[Reading text]:
-- begin --
Lady Lee, born Margaret Wyatt, grew up in a family closely connected to the court of Henry VIII. Her father, Henry Wyatt, served as treasurer of the king’s chamber, and her brother, Thomas, was the foremost Tudor poet and an ambassador. She is shown here at the age of thirty-four, sumptuously dressed in the courtly fashion of the early 1540s. The painting is close to the manner of Holbein, but the attention paid to decorative effects and linear details at the expense of lifelike portrayal of the sitter is indicative of workshop production. The portrait was likely based on a Holbein drawing.
This artwork is meant to be viewed from right to left. Scroll left to view more.
Fig. 1. X-radiograph
Fig. 2. Infrared Reflectogram detail of head
Fig. 3. Infrared Reflectogram detail of hands
Artwork Details
Use your arrow keys to navigate the tabs below, and your tab key to choose an item
Title:Lady Lee (Margaret Wyatt, born about 1509)
Artist:Workshop of Hans Holbein the Younger (German, Augsburg 1497/98–1543 London)
Date:early 1540s
Medium:Oil and gold on oak
Dimensions:17 3/8 × 13 3/8 in. (44.1 × 34 cm)
Classification:Paintings
Credit Line:Bequest of Benjamin Altman, 1913
Object Number:14.40.637
This painting was first exhibited, simply as Portrait of a Lady, in 1907 at the Royal Academy of Arts, London. Lionel Cust (1909) subsequently established the relationship between the portrait and a version belonging to the Viscount Dillon at Ditchley, Oxfordshire. A late sixteenth-century copy, the Dillon portrait is inscribed on the verso "Lady Lee, mother of Sir H. Lee, K.G." This identification of the sitter as Lady Margaret Lee, born Margaret Wyatt, is strengthened by the fact that the Dillon family was a branch of the Lees and claimed her as their ancestor. Furthermore, Margaret Wyatt was at Henry VIII’s court; her sister, Mary Wyatt, attended Ann Boleyn at the scaffold. Margaret was married to Sir Anthony Lee, M.P., and bore him nine children. Unfortunately, little else can be discovered about her, her husband, or their family life. Nothing further can therefore be suggested concerning the meaning of the prominently displayed pendant of the Roman heroine Lucretia, other than that Lady Lee hoped to present herself as a virtuous woman.
-- end --
[Aim]: Name every field label listed under "Artwork Details" in the text about the portrait of Lady Lee. The records that follow are separate material and have no connection to the text about the portrait of Lady Lee.

[Records shown]:
-- begin --
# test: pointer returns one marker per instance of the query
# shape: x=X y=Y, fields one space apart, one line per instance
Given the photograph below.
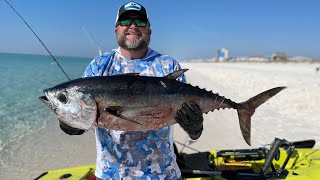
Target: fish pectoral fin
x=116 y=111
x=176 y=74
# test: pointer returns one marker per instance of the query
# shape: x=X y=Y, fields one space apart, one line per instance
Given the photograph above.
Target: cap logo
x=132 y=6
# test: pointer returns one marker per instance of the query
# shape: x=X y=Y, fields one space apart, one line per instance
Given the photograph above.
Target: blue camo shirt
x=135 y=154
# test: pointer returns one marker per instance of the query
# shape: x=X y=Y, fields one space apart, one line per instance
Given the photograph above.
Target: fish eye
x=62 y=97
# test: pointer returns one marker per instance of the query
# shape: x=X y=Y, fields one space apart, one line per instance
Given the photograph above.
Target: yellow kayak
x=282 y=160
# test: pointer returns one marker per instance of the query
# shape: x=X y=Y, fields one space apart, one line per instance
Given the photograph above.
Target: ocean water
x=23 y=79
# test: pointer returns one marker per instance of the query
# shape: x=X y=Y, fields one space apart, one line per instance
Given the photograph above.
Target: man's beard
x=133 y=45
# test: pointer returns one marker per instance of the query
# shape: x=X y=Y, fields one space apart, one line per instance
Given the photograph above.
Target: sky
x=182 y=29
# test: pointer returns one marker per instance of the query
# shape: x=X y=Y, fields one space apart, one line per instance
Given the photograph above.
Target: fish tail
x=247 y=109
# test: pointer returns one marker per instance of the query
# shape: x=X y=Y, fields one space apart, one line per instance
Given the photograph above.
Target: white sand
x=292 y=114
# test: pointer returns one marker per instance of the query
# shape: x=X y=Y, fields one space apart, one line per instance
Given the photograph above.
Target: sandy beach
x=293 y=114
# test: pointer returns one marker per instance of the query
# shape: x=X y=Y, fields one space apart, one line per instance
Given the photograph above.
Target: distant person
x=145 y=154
-- end --
-- begin --
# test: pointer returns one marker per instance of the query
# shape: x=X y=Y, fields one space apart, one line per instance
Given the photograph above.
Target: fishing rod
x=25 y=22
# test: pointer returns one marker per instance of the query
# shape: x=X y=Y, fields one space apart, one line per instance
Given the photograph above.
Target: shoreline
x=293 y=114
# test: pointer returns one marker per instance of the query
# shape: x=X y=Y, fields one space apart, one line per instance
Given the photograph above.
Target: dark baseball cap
-- end --
[Finished answer]: Title, Artist, Date, Medium, Dimensions, Classification, Credit Line, Object Number